EXERCISE REQUIREMENTS
(A) In the thread about hash tables, translate this sentence into Spanish: "But yes, anything that spends a lot of time in hashtable operations should be benchmarked with other implementations."
(B) Carry on the thread about hash tables, writing what comes after its last line.

SOURCE
Open lrineau opened 5 years ago
https://github.com/abseil/abseil-cpp license is Apache License 2.0. It is very permissive.
https://martin.ankerl.com/2019/04/01/hashmap-benchmarks-01-overview/ had some rather detailed comparisons recently, which seem to yield similar observations.
Shall @maxGimeno propose a global plan with the introduction of CGAL::unordered_map
+ the cmake machinery to get it everywhere?
abseil is rather inconvenient to use (without bazel or cmake): you need to link about 30 libraries to get a trivial example working :disappointed: But yes, anything that spends a lot of time in hashtable operations should be benchmarked with other implementations. Note that in one extreme case (unordered_set was taking > 64G in this application) I had better results with the standard container than with abseil.
@mglisse commented on Jul 4, 2019, 9:14 AM GMT+2:
abseil is rather inconvenient to use (without bazel or cmake): you need to link about 30 libraries to get a trivial example working :disappointed:
Hopefully CGAL uses CMake.
add_subdirectory(googletest)

PROVIDED MATERIAL
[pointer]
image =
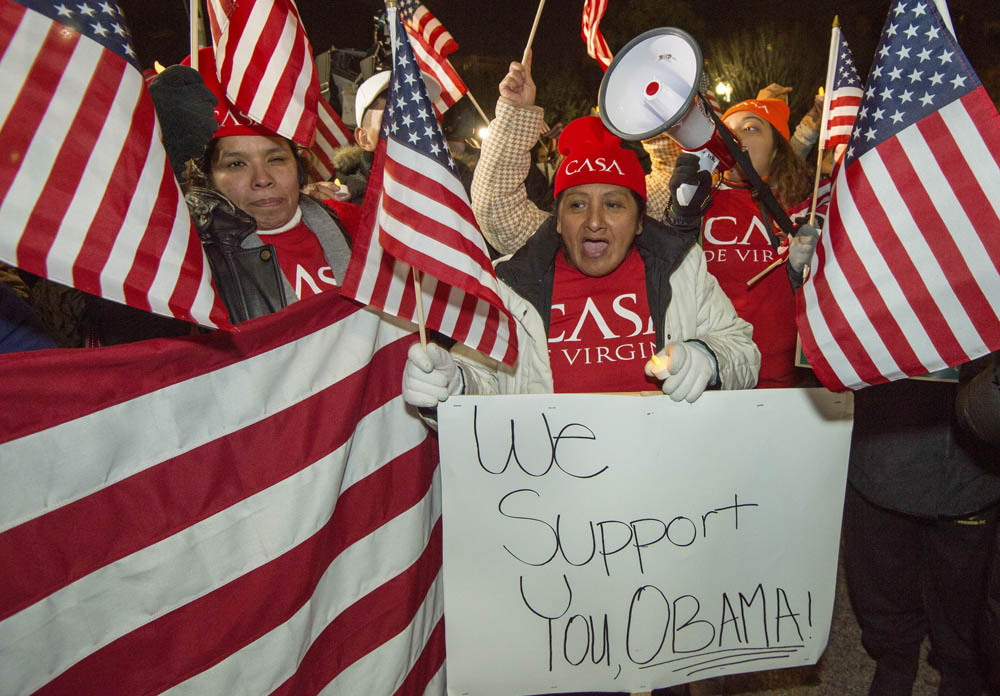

ANSWERS TO THE EXERCISE
(A) Pero sí, cualquier cosa que dedique mucho tiempo a operaciones con tablas hash debería someterse a pruebas de rendimiento frente a otras implementaciones.

(B)
add_subdirectory(abseil-cpp)
target_link_libraries(copy_polyhedron PRIVATE absl::flat_hash_map)
But yes, anything that spends a lot of time in hashtable operations should be benchmarked with other implementations. Note that in one extreme case (unordered_set was taking > 64G in this application) I had better results with the standard container than with abseil.
Our opting for Abseil will be conditional to a macro. With it we will easily be able to build benchmarks. Even users should be made aware of that, so that they can tune.
Hopefully CGAL uses CMake.
As a header-only library, it doesn't matter what CGAL uses (if it uses anything at all). Providing CGALConfig.cmake does help. But users of CGAL don't all use cmake.
@mglisse commented on Jul 4, 2019, 9:38 AM GMT+2:
Hopefully CGAL uses CMake.
As a header-only library, it doesn't matter what CGAL uses (if it uses anything at all). Providing CGALConfig.cmake does help. But users of CGAL don't all use cmake.
We do not care. Abseil will be an optional dependency of CGAL, and our CMake users will get it almost for free. As for the others... they can do experiments and benchmarks using CMake, and them make the effort in their build system if the speedup is compelling.
Actually, I do not get your point. Do you have a suggestion about an alternative?
Just my two cents, it would be good to see a higher level CGAL algorithm than copy_face_graph()
as a motivation.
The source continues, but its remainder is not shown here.